Given instruction: Recast every line of the items below as a single numbered list, omitting any blank lines.

Record set:
=-=-=-=-=

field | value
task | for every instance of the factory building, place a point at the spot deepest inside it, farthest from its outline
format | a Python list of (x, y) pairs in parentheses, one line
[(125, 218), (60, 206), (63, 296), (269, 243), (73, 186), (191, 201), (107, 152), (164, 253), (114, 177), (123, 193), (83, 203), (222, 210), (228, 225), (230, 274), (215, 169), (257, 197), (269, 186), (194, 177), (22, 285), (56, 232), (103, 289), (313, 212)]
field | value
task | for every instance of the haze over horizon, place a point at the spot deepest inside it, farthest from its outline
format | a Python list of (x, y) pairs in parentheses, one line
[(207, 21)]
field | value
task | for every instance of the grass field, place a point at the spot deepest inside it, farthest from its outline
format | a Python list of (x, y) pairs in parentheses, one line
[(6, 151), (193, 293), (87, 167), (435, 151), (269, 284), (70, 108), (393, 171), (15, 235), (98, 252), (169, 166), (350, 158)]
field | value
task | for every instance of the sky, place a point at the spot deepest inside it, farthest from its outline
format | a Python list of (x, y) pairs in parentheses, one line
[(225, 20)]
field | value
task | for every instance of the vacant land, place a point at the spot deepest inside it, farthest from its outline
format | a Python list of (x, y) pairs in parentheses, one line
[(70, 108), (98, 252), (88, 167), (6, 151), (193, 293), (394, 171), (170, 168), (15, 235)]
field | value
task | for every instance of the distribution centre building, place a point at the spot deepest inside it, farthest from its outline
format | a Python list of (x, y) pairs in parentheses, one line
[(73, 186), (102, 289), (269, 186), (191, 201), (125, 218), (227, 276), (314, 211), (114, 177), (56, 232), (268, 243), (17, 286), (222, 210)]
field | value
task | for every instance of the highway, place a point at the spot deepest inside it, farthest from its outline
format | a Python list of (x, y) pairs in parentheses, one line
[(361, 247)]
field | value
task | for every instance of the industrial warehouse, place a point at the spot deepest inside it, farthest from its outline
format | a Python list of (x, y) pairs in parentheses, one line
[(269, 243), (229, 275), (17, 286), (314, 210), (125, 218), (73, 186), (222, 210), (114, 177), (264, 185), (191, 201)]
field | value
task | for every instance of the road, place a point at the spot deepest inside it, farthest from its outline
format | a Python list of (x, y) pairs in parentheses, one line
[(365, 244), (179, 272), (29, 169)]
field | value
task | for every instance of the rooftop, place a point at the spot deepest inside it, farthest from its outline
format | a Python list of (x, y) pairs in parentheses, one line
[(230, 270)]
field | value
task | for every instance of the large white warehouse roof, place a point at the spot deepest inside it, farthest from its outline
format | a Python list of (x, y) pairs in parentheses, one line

=-=-=-=-=

Solution to this exercise:
1. field | value
2. task | for every instance of the factory building, place a point at the spot deepest inside it, farthest from its outline
3. format | a Python list of (x, y) pairs in parentheses, one line
4. [(125, 218), (60, 206), (63, 296), (269, 243), (73, 186), (191, 201), (107, 152), (164, 253), (114, 177), (123, 193), (83, 203), (222, 210), (228, 225), (230, 274), (215, 169), (257, 197), (269, 186), (194, 177), (22, 285), (56, 232), (103, 289), (313, 212)]
5. field | value
6. task | for every instance of the haze over horizon, place a point at the spot deepest inside it, farthest from its outline
7. format | a Python list of (x, y) pairs in parentheses, one line
8. [(207, 21)]
9. field | value
10. task | for every instance of the grass field, place a point at the spot deepest inside it, farthest from its outline
11. format | a Python list of (x, y) pairs in parentheses, one line
12. [(6, 151), (193, 293), (87, 167), (435, 151), (269, 284), (70, 108), (393, 171), (15, 235), (98, 252), (169, 166), (350, 158)]
13. field | value
14. task | for every instance of the sky, place a point at the spot deepest inside it, farthest from its outline
15. format | a Python list of (x, y) pairs in parentheses, one line
16. [(225, 20)]
17. field | value
18. task | for every instance of the vacant land, place a point at the spot deepest inside it, farthest from its outline
19. format | a Python list of (x, y) pairs in parentheses, one line
20. [(70, 108), (98, 252), (88, 167), (6, 151), (193, 293), (394, 171), (170, 168), (15, 235)]
21. field | value
22. task | for every instance of the distribution centre building, place a point at the spot deepest inside it, farthest from its outline
23. format | a Python list of (x, y) pairs in parentheses, one line
24. [(73, 186), (102, 289), (269, 186), (191, 201), (125, 218), (227, 276), (314, 211), (114, 177), (56, 232), (268, 243), (17, 286), (222, 210)]
25. field | value
26. task | for every instance of the highway, place a point at the spot deepest inside it, farthest from its outline
27. format | a Python list of (x, y) pairs in parentheses, one line
28. [(361, 247)]
29. field | value
30. task | for every instance of the industrial warehouse, place a point at the spot deepest inside it, farthest from its outline
31. format | a Python list of (x, y) pairs in parentheses, one line
32. [(269, 243), (229, 275), (17, 286), (314, 210), (125, 218), (73, 186), (222, 210), (114, 177), (264, 185), (191, 201)]
33. field | value
34. task | for every instance of the road, place a point at the spot deepest inside it, farthest from its outline
35. format | a Python list of (x, y) pairs in parentheses, one line
36. [(365, 244), (179, 272), (29, 169)]
37. field | value
38. task | for every instance of the rooftop, place a point at the spot deepest inside it, farthest from its outline
39. format | a Python list of (x, y) pairs in parentheses, one line
40. [(230, 270)]
41. field | value
42. task | for every instance of the large white warehouse roof, place a point at the spot deepest inside it, farthest from its outline
43. format | a Python list of (x, y) pairs in parentheses, one line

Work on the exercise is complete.